==== INFORMATION SHOWN ====

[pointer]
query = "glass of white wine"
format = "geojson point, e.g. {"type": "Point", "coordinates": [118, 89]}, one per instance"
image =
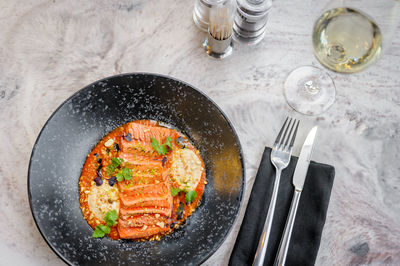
{"type": "Point", "coordinates": [349, 36]}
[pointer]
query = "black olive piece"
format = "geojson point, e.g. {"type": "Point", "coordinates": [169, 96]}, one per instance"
{"type": "Point", "coordinates": [116, 147]}
{"type": "Point", "coordinates": [99, 174]}
{"type": "Point", "coordinates": [112, 181]}
{"type": "Point", "coordinates": [164, 160]}
{"type": "Point", "coordinates": [98, 181]}
{"type": "Point", "coordinates": [180, 210]}
{"type": "Point", "coordinates": [128, 137]}
{"type": "Point", "coordinates": [179, 140]}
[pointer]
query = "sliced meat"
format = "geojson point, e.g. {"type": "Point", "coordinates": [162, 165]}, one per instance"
{"type": "Point", "coordinates": [146, 201]}
{"type": "Point", "coordinates": [128, 212]}
{"type": "Point", "coordinates": [146, 133]}
{"type": "Point", "coordinates": [140, 220]}
{"type": "Point", "coordinates": [140, 160]}
{"type": "Point", "coordinates": [140, 232]}
{"type": "Point", "coordinates": [144, 187]}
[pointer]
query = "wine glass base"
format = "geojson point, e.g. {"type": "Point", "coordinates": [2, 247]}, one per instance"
{"type": "Point", "coordinates": [309, 90]}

====

■ EXERCISE DESCRIPTION
Wherever the word "wine" turns up in the records, copy out the line it is on.

■ EXERCISE ANSWER
query = "glass of white wine"
query = "wine glass base"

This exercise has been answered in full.